[Text excerpt]
:::
The effect of this will be to steal peoples health, for example, people whose apartment blocks have cell-phone base stations mounted on their own or a neighbor's roofs, in an uncompensated manner.  They plan to install them every 100 to 200 meters. Thats a lot.

Or, what about people who constantly carry a cell phone in a pocket close to- their gonads.

Look at the areas where they clearly were trying to trivialize the science. Oxidative stress. Reproductive issues including male fertility, etc.

Those areas are problematic and the outdated practice of just measuring heat ignores the other effects which can be quantified, particularly the oxidative stress need to be looked at in a far more granular manner, because vulnerability to oxidative stress is much higher at the beginning of life and later in life than in the middle.

The kinds of experiments they would need to really show subtle effects in, say children, of increased oxidative stress for mothers during pregnancy, can't be done.
:::
[Supplied data]
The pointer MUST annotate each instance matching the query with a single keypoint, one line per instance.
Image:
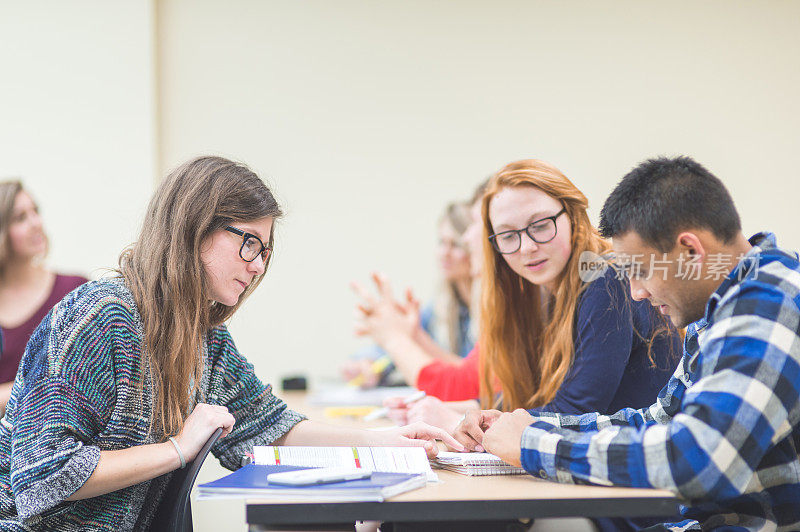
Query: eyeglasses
(541, 231)
(252, 246)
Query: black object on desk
(294, 382)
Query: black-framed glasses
(540, 231)
(252, 246)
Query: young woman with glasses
(28, 289)
(127, 377)
(549, 340)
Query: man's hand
(469, 432)
(503, 437)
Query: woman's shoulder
(102, 299)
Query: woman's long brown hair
(526, 339)
(164, 272)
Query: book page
(384, 459)
(469, 458)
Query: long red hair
(526, 338)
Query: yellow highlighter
(377, 367)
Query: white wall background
(368, 117)
(77, 121)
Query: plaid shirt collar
(745, 268)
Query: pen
(376, 367)
(381, 412)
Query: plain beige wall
(77, 121)
(368, 117)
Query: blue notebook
(251, 482)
:::
[Exercise] Copy out the passage about cell-phone radiation and health, word for word from start to finish.

[Result]
The effect of this will be to steal peoples health, for example, people whose apartment blocks have cell-phone base stations mounted on their own or a neighbor's roofs, in an uncompensated manner.  They plan to install them every 100 to 200 meters. Thats a lot.

Or, what about people who constantly carry a cell phone in a pocket close to- their gonads.

Look at the areas where they clearly were trying to trivialize the science. Oxidative stress. Reproductive issues including male fertility, etc.

Those areas are problematic and the outdated practice of just measuring heat ignores the other effects which can be quantified, particularly the oxidative stress need to be looked at in a far more granular manner, because vulnerability to oxidative stress is much higher at the beginning of life and later in life than in the middle.

The kinds of experiments they would need to really show subtle effects in, say children, of increased oxidative stress for mothers during pregnancy, can't be done.